Put the stretch of the listing below from the line containing "the white wall" through the end of the listing into a Markdown table with the columns Row and Line, leaving out blank lines.
── DATA RECORDS ──
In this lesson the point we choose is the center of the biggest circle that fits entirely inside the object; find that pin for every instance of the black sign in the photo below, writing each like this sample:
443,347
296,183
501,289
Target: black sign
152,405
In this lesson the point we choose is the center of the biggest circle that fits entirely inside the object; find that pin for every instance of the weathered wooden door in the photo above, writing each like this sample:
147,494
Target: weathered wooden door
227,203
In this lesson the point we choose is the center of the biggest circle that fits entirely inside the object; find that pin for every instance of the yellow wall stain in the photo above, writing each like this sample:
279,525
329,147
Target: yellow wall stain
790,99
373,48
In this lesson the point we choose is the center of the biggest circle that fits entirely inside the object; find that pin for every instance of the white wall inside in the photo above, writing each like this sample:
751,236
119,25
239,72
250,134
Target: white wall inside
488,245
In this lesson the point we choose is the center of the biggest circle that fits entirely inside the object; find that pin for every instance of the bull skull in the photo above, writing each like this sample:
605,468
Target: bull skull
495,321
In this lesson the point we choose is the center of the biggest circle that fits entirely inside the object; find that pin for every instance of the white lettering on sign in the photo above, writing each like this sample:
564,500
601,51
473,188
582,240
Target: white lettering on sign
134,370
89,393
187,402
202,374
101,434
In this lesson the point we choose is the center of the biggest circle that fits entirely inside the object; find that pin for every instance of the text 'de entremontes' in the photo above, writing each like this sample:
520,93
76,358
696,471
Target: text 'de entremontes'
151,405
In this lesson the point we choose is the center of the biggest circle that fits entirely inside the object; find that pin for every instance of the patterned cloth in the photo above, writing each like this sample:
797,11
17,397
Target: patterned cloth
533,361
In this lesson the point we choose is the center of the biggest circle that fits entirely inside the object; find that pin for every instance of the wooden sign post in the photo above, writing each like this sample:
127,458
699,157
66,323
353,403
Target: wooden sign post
───
### [RESULT OF THE TASK]
| Row | Line |
|---|---|
| 1 | In this lesson the point we choose is the center of the biggest circle that fits entirely inside the object; find that pin for every instance of the white wall inside in the photo above, writing each like this sample: |
| 2 | 751,236 |
| 3 | 119,25 |
| 4 | 239,72 |
| 5 | 250,134 |
| 6 | Target: white wall inside |
| 7 | 488,245 |
| 8 | In this lesson the point we choose is the center of the biggest circle that fits entirely inside the object; find that pin for every instance of the bull skull in the photo above, writing each like this sample: |
| 9 | 605,468 |
| 10 | Target: bull skull |
| 11 | 495,321 |
| 12 | In this lesson the point we choose is the center of the biggest circle that fits entirely inside the object; find that pin for every instance of the white lettering on sign in the photo above, writing each like this sample: |
| 13 | 564,500 |
| 14 | 601,51 |
| 15 | 473,188 |
| 16 | 582,240 |
| 17 | Target: white lettering on sign |
| 18 | 134,370 |
| 19 | 89,393 |
| 20 | 187,402 |
| 21 | 202,374 |
| 22 | 101,434 |
| 23 | In this lesson the point we choose is the center of the biggest circle that fits entirely inside the object; find that pin for every instance of the text 'de entremontes' in the photo above, writing each like this sample: |
| 24 | 520,93 |
| 25 | 76,358 |
| 26 | 696,471 |
| 27 | Target: text 'de entremontes' |
| 28 | 151,405 |
| 29 | In this lesson the point we choose is the center of the biggest circle that fits entirely inside the object; find that pin for every instance of the patterned cloth in the photo above, writing each like this sample: |
| 30 | 797,11 |
| 31 | 17,397 |
| 32 | Target: patterned cloth |
| 33 | 533,361 |
| 34 | In this lesson the point we choose is the center of the biggest circle that fits entirely inside the object; find that pin for every instance of the wooden sign post in the photo above, writing each like this sample: |
| 35 | 127,458 |
| 36 | 699,157 |
| 37 | 66,323 |
| 38 | 353,403 |
| 39 | Target: wooden sign post |